# Data supplied
>>>>
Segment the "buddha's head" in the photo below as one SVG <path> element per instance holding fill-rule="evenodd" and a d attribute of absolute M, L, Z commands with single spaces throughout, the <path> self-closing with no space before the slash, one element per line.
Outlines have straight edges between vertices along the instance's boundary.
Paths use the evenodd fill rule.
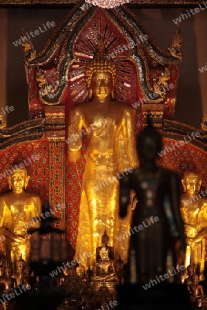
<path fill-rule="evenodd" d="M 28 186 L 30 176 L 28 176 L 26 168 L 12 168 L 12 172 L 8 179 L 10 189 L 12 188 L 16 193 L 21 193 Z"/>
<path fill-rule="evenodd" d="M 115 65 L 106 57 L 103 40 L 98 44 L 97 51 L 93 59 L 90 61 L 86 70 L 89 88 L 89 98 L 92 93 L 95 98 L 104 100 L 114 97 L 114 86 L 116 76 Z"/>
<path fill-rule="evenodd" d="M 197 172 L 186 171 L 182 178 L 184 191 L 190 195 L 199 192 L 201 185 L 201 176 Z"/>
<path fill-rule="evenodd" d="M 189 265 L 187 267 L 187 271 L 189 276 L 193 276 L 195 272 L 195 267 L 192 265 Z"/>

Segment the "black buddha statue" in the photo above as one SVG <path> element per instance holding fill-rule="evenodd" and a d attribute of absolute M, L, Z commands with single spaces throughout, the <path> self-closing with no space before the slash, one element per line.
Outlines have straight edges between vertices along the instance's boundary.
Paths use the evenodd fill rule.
<<<<
>>>>
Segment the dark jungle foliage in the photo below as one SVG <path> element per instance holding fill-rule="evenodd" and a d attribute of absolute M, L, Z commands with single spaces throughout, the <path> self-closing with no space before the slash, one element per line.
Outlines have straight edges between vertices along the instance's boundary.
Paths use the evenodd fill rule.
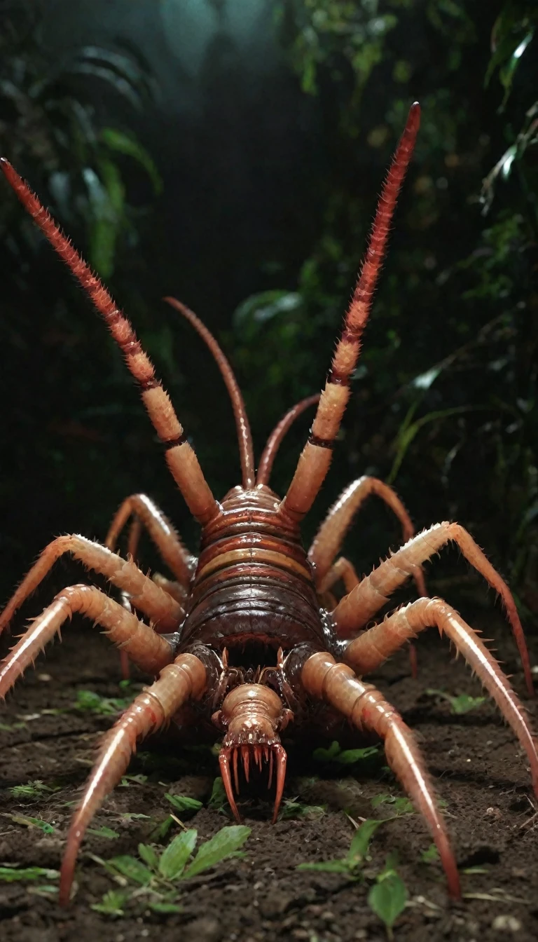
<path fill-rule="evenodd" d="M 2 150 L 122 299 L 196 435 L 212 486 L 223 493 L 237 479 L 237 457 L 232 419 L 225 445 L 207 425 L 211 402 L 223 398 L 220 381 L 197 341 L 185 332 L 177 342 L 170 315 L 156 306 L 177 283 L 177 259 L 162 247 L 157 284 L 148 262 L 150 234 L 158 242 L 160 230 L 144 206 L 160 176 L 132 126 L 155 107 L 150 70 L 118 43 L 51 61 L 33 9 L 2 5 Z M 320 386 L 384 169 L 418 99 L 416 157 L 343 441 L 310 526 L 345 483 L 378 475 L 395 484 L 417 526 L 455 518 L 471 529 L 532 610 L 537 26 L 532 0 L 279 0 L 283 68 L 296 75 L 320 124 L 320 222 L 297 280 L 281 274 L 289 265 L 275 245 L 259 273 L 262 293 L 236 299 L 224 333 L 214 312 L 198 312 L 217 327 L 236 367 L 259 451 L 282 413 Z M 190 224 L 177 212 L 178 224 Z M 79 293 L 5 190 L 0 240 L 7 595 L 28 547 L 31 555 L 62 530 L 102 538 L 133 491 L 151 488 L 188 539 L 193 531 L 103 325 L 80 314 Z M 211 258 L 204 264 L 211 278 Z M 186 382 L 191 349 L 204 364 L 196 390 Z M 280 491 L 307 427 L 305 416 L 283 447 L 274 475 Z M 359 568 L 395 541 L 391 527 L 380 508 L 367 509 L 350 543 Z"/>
<<<<
>>>>
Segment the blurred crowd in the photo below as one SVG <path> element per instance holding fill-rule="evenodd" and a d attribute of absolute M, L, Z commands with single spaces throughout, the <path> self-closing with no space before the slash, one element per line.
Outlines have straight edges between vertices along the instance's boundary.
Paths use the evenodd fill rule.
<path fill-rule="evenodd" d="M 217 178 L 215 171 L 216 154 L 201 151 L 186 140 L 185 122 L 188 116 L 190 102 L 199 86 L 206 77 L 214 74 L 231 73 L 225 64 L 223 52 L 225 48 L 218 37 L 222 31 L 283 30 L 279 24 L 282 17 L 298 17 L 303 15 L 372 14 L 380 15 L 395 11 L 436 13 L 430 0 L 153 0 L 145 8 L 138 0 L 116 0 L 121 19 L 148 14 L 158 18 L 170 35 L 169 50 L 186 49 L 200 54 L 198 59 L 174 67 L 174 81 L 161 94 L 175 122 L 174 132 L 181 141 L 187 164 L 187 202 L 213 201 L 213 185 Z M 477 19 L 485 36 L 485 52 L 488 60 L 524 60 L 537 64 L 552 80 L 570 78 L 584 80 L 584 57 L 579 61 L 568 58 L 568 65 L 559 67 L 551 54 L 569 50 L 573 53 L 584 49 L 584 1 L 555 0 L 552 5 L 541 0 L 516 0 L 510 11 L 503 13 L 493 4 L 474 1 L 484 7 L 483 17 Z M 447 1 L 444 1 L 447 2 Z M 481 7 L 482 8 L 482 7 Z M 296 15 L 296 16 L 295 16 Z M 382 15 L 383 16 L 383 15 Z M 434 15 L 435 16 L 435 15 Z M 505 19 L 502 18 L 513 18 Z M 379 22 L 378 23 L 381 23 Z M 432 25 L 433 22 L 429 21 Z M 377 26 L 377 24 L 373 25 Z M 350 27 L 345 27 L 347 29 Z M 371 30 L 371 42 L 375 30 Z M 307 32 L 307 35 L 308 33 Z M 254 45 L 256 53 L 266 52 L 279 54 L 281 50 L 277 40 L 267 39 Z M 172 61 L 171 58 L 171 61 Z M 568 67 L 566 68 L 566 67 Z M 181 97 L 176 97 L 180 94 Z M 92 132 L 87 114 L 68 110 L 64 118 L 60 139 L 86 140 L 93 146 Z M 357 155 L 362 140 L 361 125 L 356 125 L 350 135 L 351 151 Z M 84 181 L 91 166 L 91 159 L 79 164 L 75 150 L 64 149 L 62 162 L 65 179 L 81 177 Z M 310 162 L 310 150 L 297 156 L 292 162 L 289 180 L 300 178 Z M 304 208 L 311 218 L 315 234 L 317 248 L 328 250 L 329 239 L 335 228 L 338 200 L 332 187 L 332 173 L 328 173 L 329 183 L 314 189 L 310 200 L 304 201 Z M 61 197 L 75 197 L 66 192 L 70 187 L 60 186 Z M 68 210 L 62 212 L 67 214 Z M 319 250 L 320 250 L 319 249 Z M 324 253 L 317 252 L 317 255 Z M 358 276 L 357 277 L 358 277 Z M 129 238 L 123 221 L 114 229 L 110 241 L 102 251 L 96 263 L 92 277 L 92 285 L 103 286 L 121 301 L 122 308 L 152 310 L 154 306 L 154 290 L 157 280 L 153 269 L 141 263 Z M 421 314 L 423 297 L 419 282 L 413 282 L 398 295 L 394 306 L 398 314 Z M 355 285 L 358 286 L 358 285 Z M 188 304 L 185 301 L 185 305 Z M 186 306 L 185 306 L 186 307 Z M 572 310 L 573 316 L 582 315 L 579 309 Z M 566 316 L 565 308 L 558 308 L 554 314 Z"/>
<<<<
# Aim
Copy out every line of the rows above that contains the string 'single', treating uppercase and lowercase as different.

# Answer to the exercise
Segment the "buddha's head" in the photo below as one SVG <path> element per instance holding fill-rule="evenodd" and a d attribute of absolute M, L, Z commands with single spaces throughout, the <path> self-closing with no space before the slash, one element per line.
Segment the "black buddha statue" in the photo above as one SVG <path> element per instance holding fill-rule="evenodd" and a d attribute of absolute M, L, Z commands with single spaces throughout, the <path> self-closing with no space before the slash, one element per line.
Segment the dark jungle foliage in the photo below as one SVG <path> element per instance holding fill-rule="evenodd" and a d attribute of absolute M, L, Z commands with single spaces throughout, the <path> self-closing with no space before the slash, one element per line.
Segment the blurred crowd in the photo below as one SVG <path> element per instance holding fill-rule="evenodd" and a d attribute of absolute M, L, Z commands with single spaces throughout, the <path> self-closing with no space before the slash, one element per line.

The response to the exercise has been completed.